Obiettivo:
Puoi riscrivere tutto l'elenco qui sotto come lista numerata, tralasciando le righe vuote e senza riportare le immagini nella risposta?

(Annotazioni di riquadri su immagini)
----
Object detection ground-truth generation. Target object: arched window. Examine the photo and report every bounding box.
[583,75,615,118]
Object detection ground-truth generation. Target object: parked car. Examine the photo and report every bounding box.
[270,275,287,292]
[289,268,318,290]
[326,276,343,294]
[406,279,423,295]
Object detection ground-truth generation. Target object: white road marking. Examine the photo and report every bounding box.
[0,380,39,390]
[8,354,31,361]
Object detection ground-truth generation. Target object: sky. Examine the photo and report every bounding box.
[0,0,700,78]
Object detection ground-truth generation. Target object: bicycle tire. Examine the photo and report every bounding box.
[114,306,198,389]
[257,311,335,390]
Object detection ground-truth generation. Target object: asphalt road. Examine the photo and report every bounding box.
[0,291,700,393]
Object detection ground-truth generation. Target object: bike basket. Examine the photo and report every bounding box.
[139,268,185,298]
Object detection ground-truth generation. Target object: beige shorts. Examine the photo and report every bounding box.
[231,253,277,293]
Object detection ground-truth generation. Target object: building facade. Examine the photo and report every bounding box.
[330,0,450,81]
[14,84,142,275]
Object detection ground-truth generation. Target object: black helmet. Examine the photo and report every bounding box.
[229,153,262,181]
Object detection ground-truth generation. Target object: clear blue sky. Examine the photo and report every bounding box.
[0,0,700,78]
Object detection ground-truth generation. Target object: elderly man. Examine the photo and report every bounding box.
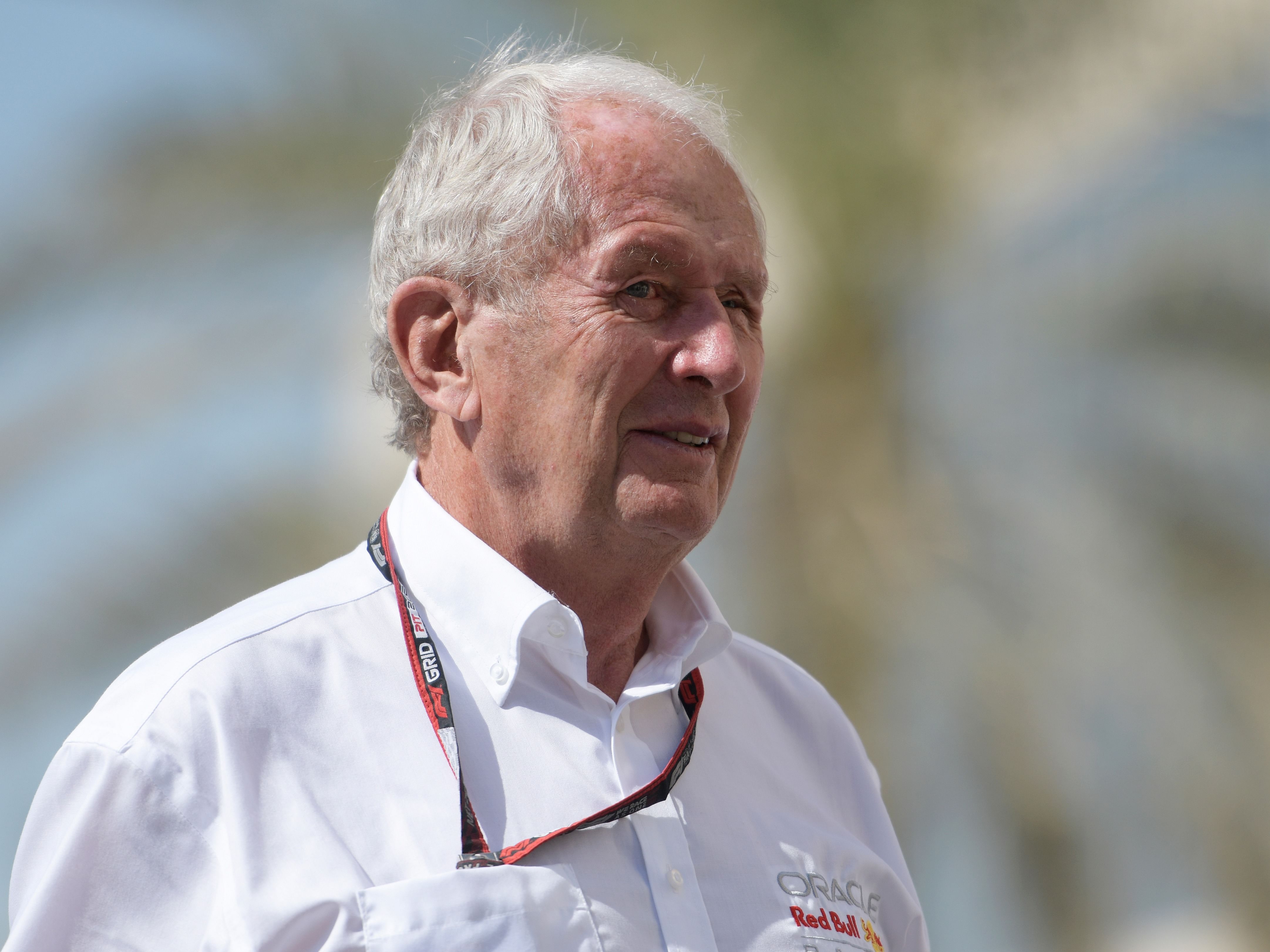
----
Risposta:
1. Object detection ground-truth generation. Target object: arched window. Examine the photo and report every bounding box.
2. [583,75,615,118]
3. Object detection ground-truth generation. Target object: parked car. Examine the photo and report every bounding box.
4. [270,275,287,292]
5. [289,268,318,290]
6. [326,276,343,294]
7. [406,279,423,295]
8. Object detection ground-truth generation. Target object: white road marking. Examine the photo and report every bounding box.
9. [0,380,39,390]
10. [8,354,31,361]
11. Object detection ground-truth generation. Target object: sky. Examine the photo and report every bounding box.
12. [0,0,700,78]
13. Object detection ground-truth generation. Target object: bicycle tire. Examine the photo and report every bounding box.
14. [114,306,198,389]
15. [257,311,335,390]
16. Object detection ground-truth generation. Target object: asphalt road. Examine the photo and report every bounding box.
17. [0,291,700,393]
18. Object detection ground-truth generation. Target object: bike basket. Examine the photo and report every bounding box.
19. [139,268,185,298]
20. Object detection ground-truth generation. Target object: beige shorts. Examine the photo and report every bounding box.
21. [231,253,277,293]
22. Object detection ground-truth generation. Target object: building facade. Examine the photo and report every bounding box.
23. [330,0,450,81]
24. [14,84,142,275]
25. Object detection ground-truth generation. Target object: black helmet. Examine the photo and report every bounding box.
26. [229,153,262,181]
27. Object detection ground-truth generation. Target object: clear blue sky. Examine the photo and report every bounding box.
28. [0,0,700,78]
29. Object detection ground-truth generation. Target object: elderly man. Examine the photo and report every bounding box.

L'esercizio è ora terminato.